EXTRACT:

+++++

Mrs Skinner said in NSW, 102 people donated their organs, compared to 88 in 2012.
The latest figures confirmed by the Australia and New Zealand Organ Donation Registry (ANZOD) show that NSW experienced a 16 per cent increase in actual donors in 2013.
This resulted in a 20 per cent increase in the number of organs transplanted in NSW, while nationally organ transplantation increased by six per cent.
Mrs Skinner said it was pleasing to see more families discussing organ donation as it is these conversations that lead to more lives being saved every year in NSW.
In August 2012, the NSW Government released Increasing Organ Donation in NSW: Government Plan 2012 to bolster low rates of organ donation in the state.
Initiatives of the plan include:
- The closure of the NSW Roads and Maritime Services (formerly RTA) organ donor register, moving to the single national Australian Organ Donor Register administered by Medicare;
- Increasing community education and awareness campaigns to encourage people to have discussions with their families about organ donation;
- Employing specialists doctors and nurses in hospitals to support families through the donation process
- Promoting living donor programs
“It’s encouraging to see that the NSW Government’s Increasing Organ Donation in NSW: Government Plan 2012 is successfully bolstering donation rates in our state,” Mrs Skinner said.
“Up until now the most donors NSW has had in a single year is 88. It is clear from the 2013 increased figures that more people are having the conversation about organ donation.
“I pay tribute to the 102 NSW organ donors and their families who supported their loved ones decision to donate last year as well as the dedicated clinical staff who made these transplants possible.
“Both nationally and in NSW, there is progress on meeting annual targets. Australia achieved 94.4 per cent of its donor numbers target of 414, while NSW achieved 93.6 per cent of its donor numbers target of 109,” Mrs Skinner said.
“Organ donation is a rare event. Only about one per cent of people who die in hospital can be organ donors, which is why it is so important for families to know their loved one’s wishes.
“I urge all families to discuss organ donation and register their decision on the Australian Organ Donor Register,” Mrs Skinner said.
“These new figures are incredibly encouraging and there is still much to be done to ensure our organ donation and transplantation rates continue to grow.
“One organ and tissue donor can transform the lives of ten or more people. One conversation with your family today could one day save the lives of many,” Mrs Skinner said.

+++++

MATERIAL SHOWN:

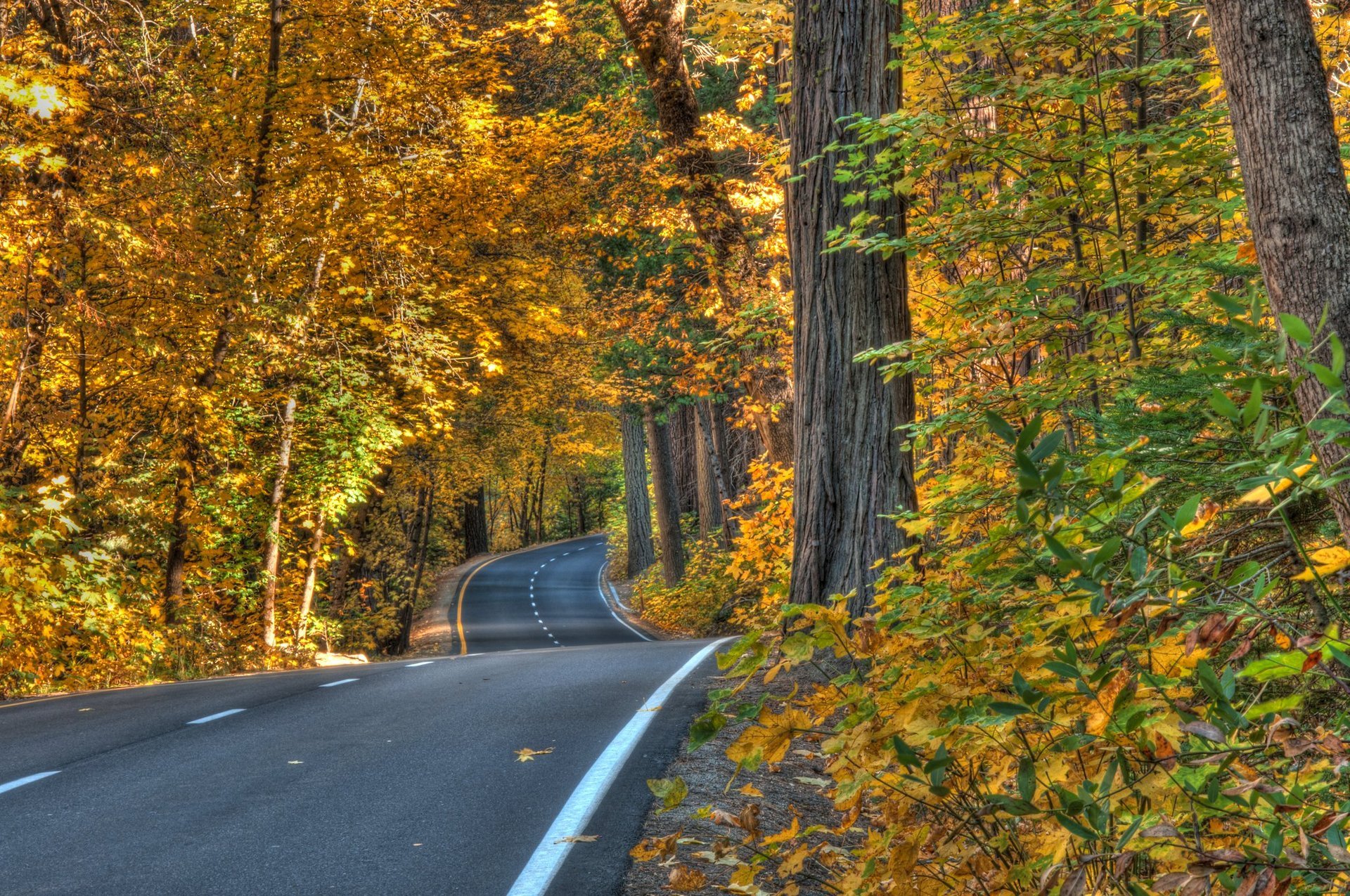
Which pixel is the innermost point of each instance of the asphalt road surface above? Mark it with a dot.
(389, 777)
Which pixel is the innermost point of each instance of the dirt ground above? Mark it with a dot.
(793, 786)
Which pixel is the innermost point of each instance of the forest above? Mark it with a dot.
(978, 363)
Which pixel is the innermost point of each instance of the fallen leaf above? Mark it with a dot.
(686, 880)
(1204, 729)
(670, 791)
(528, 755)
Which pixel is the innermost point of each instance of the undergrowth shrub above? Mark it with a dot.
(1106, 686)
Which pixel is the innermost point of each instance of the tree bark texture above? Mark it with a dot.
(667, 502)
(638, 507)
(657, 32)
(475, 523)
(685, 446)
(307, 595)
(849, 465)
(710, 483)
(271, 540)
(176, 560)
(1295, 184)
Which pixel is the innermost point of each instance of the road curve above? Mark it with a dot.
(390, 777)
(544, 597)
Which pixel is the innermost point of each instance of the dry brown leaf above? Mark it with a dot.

+++++

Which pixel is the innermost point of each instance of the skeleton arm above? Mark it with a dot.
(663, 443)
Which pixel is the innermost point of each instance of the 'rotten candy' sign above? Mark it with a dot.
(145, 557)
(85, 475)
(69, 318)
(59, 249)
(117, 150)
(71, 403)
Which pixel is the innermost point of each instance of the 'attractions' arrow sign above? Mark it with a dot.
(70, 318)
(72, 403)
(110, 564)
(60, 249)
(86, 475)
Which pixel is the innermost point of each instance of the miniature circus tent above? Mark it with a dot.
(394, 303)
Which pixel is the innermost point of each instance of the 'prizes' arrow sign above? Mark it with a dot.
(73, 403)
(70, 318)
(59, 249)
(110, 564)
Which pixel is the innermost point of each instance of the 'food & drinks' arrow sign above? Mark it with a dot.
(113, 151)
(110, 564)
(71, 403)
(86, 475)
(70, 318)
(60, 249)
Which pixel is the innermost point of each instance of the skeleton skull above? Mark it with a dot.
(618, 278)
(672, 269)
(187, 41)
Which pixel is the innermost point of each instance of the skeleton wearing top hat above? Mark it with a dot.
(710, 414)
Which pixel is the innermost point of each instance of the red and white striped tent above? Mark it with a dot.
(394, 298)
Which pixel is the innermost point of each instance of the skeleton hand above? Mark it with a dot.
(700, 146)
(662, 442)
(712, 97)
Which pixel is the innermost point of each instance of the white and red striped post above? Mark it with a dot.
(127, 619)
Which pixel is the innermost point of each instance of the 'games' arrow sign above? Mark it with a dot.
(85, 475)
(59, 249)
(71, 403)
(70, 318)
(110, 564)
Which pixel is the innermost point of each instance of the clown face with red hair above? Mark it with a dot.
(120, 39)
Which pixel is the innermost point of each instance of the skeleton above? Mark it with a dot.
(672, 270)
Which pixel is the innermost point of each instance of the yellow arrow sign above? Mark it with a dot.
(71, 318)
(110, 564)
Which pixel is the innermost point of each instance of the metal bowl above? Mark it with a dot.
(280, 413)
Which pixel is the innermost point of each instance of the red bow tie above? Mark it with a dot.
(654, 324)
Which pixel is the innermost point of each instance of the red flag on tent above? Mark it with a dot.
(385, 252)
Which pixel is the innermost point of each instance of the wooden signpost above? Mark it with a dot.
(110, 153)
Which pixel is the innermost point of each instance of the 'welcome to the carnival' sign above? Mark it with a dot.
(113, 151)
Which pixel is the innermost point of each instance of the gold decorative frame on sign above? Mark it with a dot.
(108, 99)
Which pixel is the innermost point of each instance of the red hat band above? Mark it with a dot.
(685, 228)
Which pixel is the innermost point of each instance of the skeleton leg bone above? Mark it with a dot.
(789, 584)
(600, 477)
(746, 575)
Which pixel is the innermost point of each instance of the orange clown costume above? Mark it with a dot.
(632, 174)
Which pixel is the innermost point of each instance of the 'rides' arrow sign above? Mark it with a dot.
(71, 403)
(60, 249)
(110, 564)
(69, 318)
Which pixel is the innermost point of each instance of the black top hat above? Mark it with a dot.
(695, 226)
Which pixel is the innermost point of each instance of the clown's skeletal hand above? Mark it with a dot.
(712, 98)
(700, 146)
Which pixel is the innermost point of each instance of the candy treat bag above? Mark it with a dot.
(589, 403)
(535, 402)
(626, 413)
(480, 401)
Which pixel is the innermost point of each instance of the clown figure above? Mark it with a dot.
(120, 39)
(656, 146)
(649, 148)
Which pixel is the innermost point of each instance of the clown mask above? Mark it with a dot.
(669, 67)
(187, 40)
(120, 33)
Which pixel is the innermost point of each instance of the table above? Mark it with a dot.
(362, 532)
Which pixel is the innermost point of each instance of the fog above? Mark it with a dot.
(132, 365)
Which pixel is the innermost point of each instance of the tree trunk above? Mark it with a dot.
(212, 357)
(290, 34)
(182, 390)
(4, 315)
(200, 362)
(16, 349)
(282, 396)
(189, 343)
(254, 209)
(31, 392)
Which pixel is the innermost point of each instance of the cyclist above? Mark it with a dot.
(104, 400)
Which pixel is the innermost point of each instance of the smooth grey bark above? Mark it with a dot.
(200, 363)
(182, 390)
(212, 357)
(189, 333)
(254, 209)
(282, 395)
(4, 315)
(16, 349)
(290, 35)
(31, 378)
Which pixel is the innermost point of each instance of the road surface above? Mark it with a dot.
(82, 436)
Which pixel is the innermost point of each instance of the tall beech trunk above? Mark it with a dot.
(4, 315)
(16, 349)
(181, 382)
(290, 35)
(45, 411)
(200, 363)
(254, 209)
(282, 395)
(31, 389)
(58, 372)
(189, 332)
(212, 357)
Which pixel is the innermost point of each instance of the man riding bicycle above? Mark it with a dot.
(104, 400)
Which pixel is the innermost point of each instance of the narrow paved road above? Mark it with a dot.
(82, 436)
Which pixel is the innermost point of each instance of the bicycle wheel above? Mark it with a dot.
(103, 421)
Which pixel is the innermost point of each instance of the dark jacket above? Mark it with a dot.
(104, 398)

+++++

ACTIVITIES:
(1) Do these statements agree with the organ donation article? Answer yes or no for each, quoting the words that decide it. (a) Nationally, organ transplantation rose by 20 per cent. (b) The NSW Government released its plan in August 2012. (c) NSW reached a higher share of its donor numbers target than Australia did.
(2) According to the organ donation article, what share of people who die in hospital can be organ donors?
(3) Repeat everything in the organ donation article from "Mrs Skinner said it" down to "year in NSW.".

RESPONSE LIST:
(1)
(a) No: "nationally organ transplantation increased by six per cent."
(b) Yes: "In August 2012, the NSW Government released Increasing Organ Donation in NSW: Government Plan 2012"
(c) No: "Australia achieved 94.4 per cent of its donor numbers target of 414, while NSW achieved 93.6 per cent of its donor numbers target of 109"

(2) Only about one per cent.

(3)
Mrs Skinner said it was pleasing to see more families discussing organ donation as it is these conversations that lead to more lives being saved every year in NSW.